_What to work on:_
In your copy, include every record exactly and no pictures.

......

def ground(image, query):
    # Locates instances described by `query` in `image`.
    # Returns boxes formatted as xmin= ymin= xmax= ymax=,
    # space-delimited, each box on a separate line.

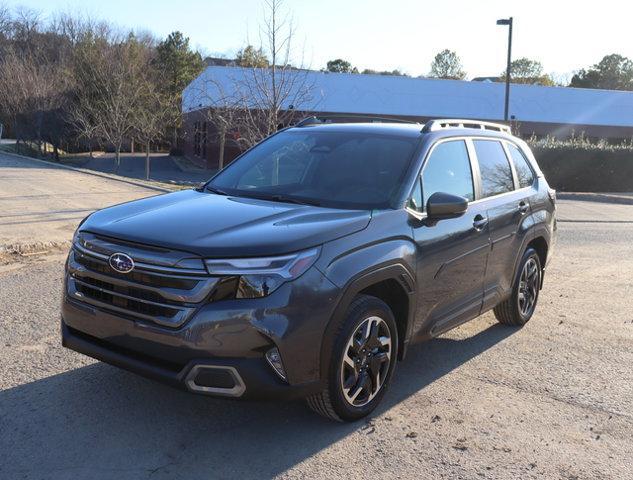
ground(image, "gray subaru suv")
xmin=62 ymin=117 xmax=556 ymax=421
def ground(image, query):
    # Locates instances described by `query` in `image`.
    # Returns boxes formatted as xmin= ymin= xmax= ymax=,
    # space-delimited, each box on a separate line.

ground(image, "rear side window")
xmin=473 ymin=140 xmax=515 ymax=197
xmin=422 ymin=140 xmax=474 ymax=205
xmin=507 ymin=143 xmax=535 ymax=188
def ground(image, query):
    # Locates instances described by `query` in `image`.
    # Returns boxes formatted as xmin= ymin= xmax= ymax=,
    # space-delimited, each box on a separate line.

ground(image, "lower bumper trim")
xmin=185 ymin=365 xmax=246 ymax=397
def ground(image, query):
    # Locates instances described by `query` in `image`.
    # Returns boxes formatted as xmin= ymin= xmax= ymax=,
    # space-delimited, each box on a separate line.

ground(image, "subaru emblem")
xmin=109 ymin=253 xmax=135 ymax=273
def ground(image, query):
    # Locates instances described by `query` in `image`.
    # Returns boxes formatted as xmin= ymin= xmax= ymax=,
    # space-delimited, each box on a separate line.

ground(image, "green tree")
xmin=429 ymin=50 xmax=466 ymax=80
xmin=570 ymin=54 xmax=633 ymax=90
xmin=326 ymin=58 xmax=358 ymax=74
xmin=236 ymin=45 xmax=270 ymax=67
xmin=155 ymin=31 xmax=203 ymax=148
xmin=502 ymin=57 xmax=554 ymax=86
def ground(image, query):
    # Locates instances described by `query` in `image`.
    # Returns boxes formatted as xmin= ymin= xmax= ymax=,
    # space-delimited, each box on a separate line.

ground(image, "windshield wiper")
xmin=255 ymin=193 xmax=321 ymax=207
xmin=204 ymin=185 xmax=229 ymax=196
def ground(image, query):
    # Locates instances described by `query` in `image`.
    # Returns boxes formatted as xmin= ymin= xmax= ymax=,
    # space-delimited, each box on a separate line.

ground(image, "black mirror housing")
xmin=426 ymin=192 xmax=468 ymax=219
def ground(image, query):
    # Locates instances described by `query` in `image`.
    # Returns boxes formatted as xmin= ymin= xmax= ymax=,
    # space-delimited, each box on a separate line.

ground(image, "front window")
xmin=208 ymin=129 xmax=419 ymax=209
xmin=422 ymin=140 xmax=474 ymax=206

......

_Written answer:_
def ground(image, query):
    # Locates instances described by `query` in `image`.
    # Returns boxes formatted as xmin= ymin= xmax= ymax=,
    # space-delimited, each box on a separate line.

ground(image, "gray subaru suv")
xmin=62 ymin=117 xmax=556 ymax=421
def ground(image, query):
    # Locates instances described by `query` in `image`.
    # Returns boxes formatted as xmin= ymin= xmax= ymax=,
    # space-delimited, each box on a separate line.

ground(image, "rear side window")
xmin=473 ymin=140 xmax=515 ymax=197
xmin=422 ymin=140 xmax=474 ymax=205
xmin=507 ymin=143 xmax=535 ymax=188
def ground(image, query):
    # Locates instances described by `query` in `image`.
    # Returns boxes formatted as xmin= ymin= xmax= ymax=,
    # space-delimited, each box on a separate line.

ground(image, "lower bumper trim")
xmin=185 ymin=365 xmax=246 ymax=397
def ground(image, query):
    # Locates instances described by `query` in `image`.
    # Returns boxes formatted as xmin= ymin= xmax= ymax=,
    # space-delimited, each box on a separate line.

ground(image, "subaru emblem")
xmin=109 ymin=253 xmax=135 ymax=273
def ground(image, query):
    # Locates instances described by `query` in `image`.
    # Returns boxes formatted as xmin= ymin= xmax= ymax=,
    # space-delimited, each box on a separate line.

ground(image, "green tree")
xmin=429 ymin=50 xmax=466 ymax=80
xmin=570 ymin=54 xmax=633 ymax=90
xmin=326 ymin=58 xmax=358 ymax=74
xmin=236 ymin=45 xmax=270 ymax=67
xmin=155 ymin=31 xmax=203 ymax=148
xmin=502 ymin=57 xmax=554 ymax=86
def ground(image, query):
    # Locates instances described by `query` in `image`.
    # Returns boxes formatted as xmin= ymin= xmax= ymax=,
    # space-delimited, each box on a separate line.

ground(image, "windshield wiper")
xmin=255 ymin=193 xmax=321 ymax=207
xmin=204 ymin=185 xmax=229 ymax=196
def ground(image, query):
    # Locates instances described by `query` in `image`.
    # Returns boxes formatted as xmin= ymin= xmax= ymax=,
    # space-delimited, each box on a separate line.

ground(image, "black mirror housing")
xmin=426 ymin=192 xmax=468 ymax=219
def ground(image, query):
    # Locates instances described by `query` in `image`.
    # Returns boxes formatted as xmin= ymin= xmax= ymax=,
    # space-delimited, each box on a separate line.

ground(image, "front window")
xmin=208 ymin=129 xmax=419 ymax=209
xmin=422 ymin=140 xmax=474 ymax=206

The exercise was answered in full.